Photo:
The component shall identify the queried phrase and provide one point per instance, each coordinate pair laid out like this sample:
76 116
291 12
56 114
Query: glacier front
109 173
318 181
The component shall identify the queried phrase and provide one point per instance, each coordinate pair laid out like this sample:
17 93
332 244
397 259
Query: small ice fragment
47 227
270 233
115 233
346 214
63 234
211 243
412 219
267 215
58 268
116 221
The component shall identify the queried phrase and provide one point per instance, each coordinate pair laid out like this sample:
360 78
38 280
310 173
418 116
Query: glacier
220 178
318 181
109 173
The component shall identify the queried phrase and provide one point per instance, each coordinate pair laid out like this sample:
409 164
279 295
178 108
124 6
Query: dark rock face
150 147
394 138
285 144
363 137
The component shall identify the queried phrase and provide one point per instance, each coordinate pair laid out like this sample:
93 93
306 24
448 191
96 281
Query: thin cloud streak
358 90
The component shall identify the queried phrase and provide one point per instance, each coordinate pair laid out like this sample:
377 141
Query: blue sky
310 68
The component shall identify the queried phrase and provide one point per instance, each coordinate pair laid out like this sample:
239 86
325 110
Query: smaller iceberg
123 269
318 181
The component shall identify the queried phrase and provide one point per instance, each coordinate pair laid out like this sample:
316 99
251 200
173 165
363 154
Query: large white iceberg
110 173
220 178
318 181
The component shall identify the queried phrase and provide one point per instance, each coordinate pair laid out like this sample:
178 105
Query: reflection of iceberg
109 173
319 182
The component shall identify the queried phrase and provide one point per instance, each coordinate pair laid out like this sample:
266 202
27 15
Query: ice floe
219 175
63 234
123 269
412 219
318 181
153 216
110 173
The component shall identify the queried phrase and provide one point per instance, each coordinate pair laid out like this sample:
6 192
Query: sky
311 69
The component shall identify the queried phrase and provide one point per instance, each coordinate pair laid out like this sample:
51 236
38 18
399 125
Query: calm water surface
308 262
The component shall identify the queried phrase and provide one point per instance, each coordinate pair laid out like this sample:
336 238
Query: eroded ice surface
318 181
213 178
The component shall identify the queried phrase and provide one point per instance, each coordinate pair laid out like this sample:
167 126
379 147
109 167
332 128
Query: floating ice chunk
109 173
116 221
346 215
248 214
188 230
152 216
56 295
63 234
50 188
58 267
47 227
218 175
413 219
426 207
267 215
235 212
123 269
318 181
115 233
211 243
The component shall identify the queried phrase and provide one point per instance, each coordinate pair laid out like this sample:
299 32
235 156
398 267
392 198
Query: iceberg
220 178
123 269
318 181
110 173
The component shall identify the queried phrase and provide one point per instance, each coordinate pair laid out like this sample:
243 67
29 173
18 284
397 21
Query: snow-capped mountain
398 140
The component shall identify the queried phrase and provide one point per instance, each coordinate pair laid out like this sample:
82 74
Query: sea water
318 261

→ WHAT YOU SHOULD DO: Retype all of the data word for word.

→ OUTPUT:
Photo:
The component shall identify the queried phrase and provide one point per instance, each coordinate pair laid out like this sample:
76 116
291 12
56 114
Query: glacier front
109 173
318 181
The component shall identify the queried phrase and provide one point per instance, each coordinate pair laid out like this sample:
17 93
332 244
397 259
Query: small ice fragment
47 227
270 233
115 233
346 214
63 234
211 243
412 219
267 215
58 268
116 221
The component shall identify the queried phrase and provide one point per instance, each coordinate pair laid out like this sample:
360 78
38 280
310 173
418 116
Query: glacier
220 178
318 181
109 173
The component shall identify the queried phrase and provide one point per instance, each coordinate pair laid out like this sample:
409 164
279 295
178 108
124 6
Query: dark rock face
150 147
394 138
285 144
363 137
The component shall identify the queried phrase and provide one point per instance, each coordinate pair laid out like this sample:
93 93
306 24
448 191
96 281
Query: thin cloud streak
358 90
The component shall identify the queried phrase and provide one point per instance, each coordinate pair laid out like this sample:
377 141
Query: blue sky
310 68
The component shall identify the queried phrase and provide one point per instance, each coordinate pair laid out like this sample:
239 86
325 110
Query: smaller iceberg
123 269
318 181
The component shall identify the queried phrase and provide one point per instance, each coordinate pair laid out like this sample:
316 99
251 200
173 165
363 154
Query: large white iceberg
110 173
220 178
318 181
The component shall identify the queried phrase and provide one point per instance, each coordinate pair laid out like this sample:
178 105
Query: reflection of iceberg
109 173
319 182
The component shall identify the queried phrase and provide one point per instance, each coordinate pair laid out like this sample:
266 202
27 15
Query: ice floe
219 175
63 234
123 269
412 219
318 181
153 216
110 173
The component shall identify the queried phrase and provide one point per instance, each coordinate pair laid out like this sample:
6 192
Query: sky
311 69
The component shall identify the queried phrase and provide one point per instance, each coordinate pair laid out like this sample:
51 236
38 18
399 125
Query: calm water surface
308 262
The component shall identify the queried phrase and provide one point per instance, each coordinate pair laid out like this sample:
336 238
Query: eroded ice surface
318 181
213 178
The component shall identify the queried phrase and provide one point per instance, each coordinate pair laid out like this sample:
167 126
379 147
109 167
332 128
Query: floating ice chunk
109 173
116 221
346 215
248 214
188 230
152 216
56 295
63 234
50 188
58 267
47 227
218 175
413 219
426 207
267 215
235 212
123 269
318 181
115 233
211 243
The component shall identify the queried phrase and provide one point per instance, each coordinate pair laid out like this sample:
299 32
235 156
398 267
392 198
Query: iceberg
220 178
123 269
318 181
110 173
The component shall identify the queried phrase and provide one point per instance, each coordinate pair laid out like this sample:
243 67
29 173
18 284
397 21
Query: snow-capped mountain
398 140
The component shall identify the queried phrase and provide one point per instance, each coordinate pair laid out like this sample:
82 74
Query: sea water
318 261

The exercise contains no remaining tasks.